### Your assignment
How many of the lines below hold the word "shoulder"? Answer only with the number.
□ □ □
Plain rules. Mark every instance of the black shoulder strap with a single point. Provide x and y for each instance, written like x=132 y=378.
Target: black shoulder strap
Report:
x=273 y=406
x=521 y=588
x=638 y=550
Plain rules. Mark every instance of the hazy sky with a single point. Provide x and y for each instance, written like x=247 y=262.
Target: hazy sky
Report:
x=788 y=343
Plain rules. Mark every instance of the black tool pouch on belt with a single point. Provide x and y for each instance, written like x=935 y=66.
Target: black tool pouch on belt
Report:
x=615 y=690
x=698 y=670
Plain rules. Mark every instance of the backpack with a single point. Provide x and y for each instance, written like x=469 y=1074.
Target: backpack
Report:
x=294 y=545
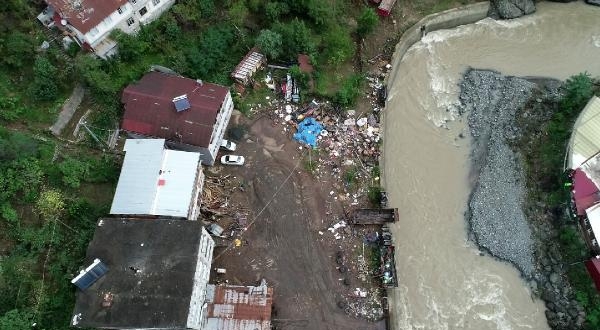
□ □ □
### Written solution
2